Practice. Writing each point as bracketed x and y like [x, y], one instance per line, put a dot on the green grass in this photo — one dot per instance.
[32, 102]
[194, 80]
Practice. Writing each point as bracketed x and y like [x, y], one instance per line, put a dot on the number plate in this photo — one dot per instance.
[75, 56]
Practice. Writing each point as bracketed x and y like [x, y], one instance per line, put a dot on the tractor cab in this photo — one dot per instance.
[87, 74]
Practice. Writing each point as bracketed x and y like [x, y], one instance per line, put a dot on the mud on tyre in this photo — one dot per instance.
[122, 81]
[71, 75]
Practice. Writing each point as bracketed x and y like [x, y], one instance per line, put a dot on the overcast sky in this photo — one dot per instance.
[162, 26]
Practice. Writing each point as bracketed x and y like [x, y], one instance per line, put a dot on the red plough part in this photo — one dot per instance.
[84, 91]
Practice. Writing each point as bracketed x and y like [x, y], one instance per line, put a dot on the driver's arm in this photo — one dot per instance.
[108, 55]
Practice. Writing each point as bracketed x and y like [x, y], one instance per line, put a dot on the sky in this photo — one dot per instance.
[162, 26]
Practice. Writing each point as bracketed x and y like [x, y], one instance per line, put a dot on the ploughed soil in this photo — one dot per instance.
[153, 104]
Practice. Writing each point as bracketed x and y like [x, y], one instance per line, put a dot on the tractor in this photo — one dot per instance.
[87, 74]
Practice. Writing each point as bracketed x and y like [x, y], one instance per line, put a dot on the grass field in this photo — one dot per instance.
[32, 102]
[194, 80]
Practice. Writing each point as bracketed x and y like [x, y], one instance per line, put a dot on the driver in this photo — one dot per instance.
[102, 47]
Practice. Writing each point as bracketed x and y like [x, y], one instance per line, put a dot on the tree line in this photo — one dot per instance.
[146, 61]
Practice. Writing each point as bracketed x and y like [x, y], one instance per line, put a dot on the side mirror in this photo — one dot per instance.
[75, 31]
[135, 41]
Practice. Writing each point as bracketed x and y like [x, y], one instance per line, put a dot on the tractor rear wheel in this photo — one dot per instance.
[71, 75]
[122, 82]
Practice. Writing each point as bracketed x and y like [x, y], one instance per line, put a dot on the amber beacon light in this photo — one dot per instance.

====

Set down, word for word and with no other lines, the listing from the line marked by "on the grass" through its final line.

Response:
Practice. Writing each point as bracketed x and y like [x, y], one instance per line, put a dot on the grass field in this photo — one dot per instance.
[32, 102]
[194, 80]
Practice. Writing each point as bracketed x and y like [x, y], one instance per line, put a dot on the driver in this photo — one dot per instance.
[102, 47]
Practice. Writing each point as bracketed x and y like [x, y], one instance per line, put a dot on the tree line in this photo — one dot per instance.
[146, 61]
Practice. Writing each point as bracketed x and y like [x, y], one instance per line, put a dot on the side mirror in this photo — one dot per instance.
[75, 31]
[135, 41]
Practice. Writing each point as bracketed x and y like [x, y], one instance per line, put a dot on the tractor rear wheel in this photo — one dot per instance.
[71, 75]
[122, 82]
Practice. Writing each point as bracketed x and y like [x, y], one instance per line, put a dot on the amber beacon light in this photo — one dot per instance.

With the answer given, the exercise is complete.